The motivation for this Standard was the widespread desire of building owners and operators for "interoperability," the
ability to integrate equipment from different vendors into a coherent automation and control system - and to do so
competitively. To accomplish this, the Standard Project Committee (SPC) solicited and received input from dozens of
interested firms and individuals; reviewed all relevant national and international data communications standards, whether
de facto or the result of committee activity; and spent countless hours in debate and discussion of the pros and cons of each
element of the protocol.
What has emerged from the committee deliberations is a network protocol model with these principal characteristics:

(a) All network devices (except MS/TP slaves) are peers, but certain peers may have greater privileges and responsibilities
than others.
(b) Each network device is modeled as a collection of network-accessible, named entities called "objects." Each object is
characterized by a set of attributes or "properties." While this Standard prescribes the most widely applicable object types
and their properties, implementors are free to create additional object types if desired. Because the object model can be
easily extended, it provides a way for BACnet to evolve in a backward compatible manner as the technology and building
needs change.
(c) Communication is accomplished by reading and writing the properties of particular objects and by the mutually
acceptable execution of other protocol "services." While this Standard prescribes a comprehensive set of services,
mechanisms are also provided for implementors to create additional services if desired.

(d) Because of this Standard's adherence to the ISO concept of a "layered" communication architecture, the same messages
may be exchanged using various network access methods and physical media. This means that BACnet networks may be
configured to meet a range of speed and throughput requirements with commensurately varying cost. Multiple BACnet
networks can be interconnected within the same system forming an internetwork of arbitrarily large size. This flexibility also
provides a way for BACnet to embrace new networking technologies as they are developed.

● **Listed records**
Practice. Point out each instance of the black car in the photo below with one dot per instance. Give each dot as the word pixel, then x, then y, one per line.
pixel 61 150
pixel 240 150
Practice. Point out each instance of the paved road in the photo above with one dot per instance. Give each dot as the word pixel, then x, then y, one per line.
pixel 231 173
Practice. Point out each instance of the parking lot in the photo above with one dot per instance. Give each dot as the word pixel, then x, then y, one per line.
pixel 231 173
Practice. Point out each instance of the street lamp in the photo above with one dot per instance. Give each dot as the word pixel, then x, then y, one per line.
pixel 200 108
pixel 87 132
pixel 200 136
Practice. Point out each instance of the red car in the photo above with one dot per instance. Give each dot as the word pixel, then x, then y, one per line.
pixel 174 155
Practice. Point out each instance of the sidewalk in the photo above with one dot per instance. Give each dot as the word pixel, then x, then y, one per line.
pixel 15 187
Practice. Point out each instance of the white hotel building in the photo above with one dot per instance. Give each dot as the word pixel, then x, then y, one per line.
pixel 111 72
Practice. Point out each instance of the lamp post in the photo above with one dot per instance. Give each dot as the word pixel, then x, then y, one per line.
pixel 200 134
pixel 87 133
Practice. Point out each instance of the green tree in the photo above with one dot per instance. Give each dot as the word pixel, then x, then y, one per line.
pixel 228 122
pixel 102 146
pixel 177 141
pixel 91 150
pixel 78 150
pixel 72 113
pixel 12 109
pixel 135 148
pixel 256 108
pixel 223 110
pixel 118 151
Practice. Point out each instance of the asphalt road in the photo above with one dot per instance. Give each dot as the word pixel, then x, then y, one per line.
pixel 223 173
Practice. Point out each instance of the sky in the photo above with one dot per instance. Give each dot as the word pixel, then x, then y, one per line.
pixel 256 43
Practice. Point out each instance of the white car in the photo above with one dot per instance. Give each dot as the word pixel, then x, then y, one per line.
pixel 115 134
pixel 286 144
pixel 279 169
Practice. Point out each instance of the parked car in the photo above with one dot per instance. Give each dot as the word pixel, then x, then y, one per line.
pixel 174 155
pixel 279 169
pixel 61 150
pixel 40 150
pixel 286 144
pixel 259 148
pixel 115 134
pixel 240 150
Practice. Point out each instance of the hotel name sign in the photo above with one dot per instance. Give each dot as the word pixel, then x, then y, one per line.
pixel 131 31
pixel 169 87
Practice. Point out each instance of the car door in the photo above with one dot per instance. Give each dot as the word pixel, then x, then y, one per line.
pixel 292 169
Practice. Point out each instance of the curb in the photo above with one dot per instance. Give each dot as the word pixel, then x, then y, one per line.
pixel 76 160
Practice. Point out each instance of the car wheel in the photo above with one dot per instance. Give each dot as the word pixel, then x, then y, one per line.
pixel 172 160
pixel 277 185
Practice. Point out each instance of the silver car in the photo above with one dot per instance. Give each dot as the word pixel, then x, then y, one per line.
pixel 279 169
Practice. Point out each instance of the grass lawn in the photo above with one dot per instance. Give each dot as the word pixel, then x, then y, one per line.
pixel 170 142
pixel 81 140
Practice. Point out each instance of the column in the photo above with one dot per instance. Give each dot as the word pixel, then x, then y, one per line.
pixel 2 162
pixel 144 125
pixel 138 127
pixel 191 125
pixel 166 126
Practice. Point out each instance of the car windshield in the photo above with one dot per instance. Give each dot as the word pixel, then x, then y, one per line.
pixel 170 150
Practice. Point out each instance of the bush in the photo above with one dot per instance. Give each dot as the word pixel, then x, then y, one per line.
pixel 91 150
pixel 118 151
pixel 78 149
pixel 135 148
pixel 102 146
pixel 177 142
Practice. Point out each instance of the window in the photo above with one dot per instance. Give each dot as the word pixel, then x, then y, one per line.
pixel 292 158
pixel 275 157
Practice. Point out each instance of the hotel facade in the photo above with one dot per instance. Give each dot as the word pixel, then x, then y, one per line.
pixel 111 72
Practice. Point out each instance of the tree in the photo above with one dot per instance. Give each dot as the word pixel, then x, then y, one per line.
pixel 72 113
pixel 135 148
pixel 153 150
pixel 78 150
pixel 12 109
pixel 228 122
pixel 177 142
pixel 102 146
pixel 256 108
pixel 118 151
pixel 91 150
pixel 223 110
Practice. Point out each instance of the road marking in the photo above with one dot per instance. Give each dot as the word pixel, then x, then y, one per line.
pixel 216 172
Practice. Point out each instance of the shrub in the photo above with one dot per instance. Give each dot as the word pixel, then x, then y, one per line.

● **Stated problem 1**
Output the passage of the BACnet text from "What has emerged" up to and including "than others.", copied word for word.
● **Stated problem 2**
Answer these questions using the BACnet text:
(a) What did building owners and operators widely want?
(b) Which network devices are not peers?
(c) Whose concept of a "layered" communication architecture does the Standard follow?

● **Worked solution 1**
What has emerged from the committee deliberations is a network protocol model with these principal characteristics:

(a) All network devices (except MS/TP slaves) are peers, but certain peers may have greater privileges and responsibilities
than others.

● **Worked solution 2**
(a) Interoperability.
(b) MS/TP slaves.
(c) The ISO's.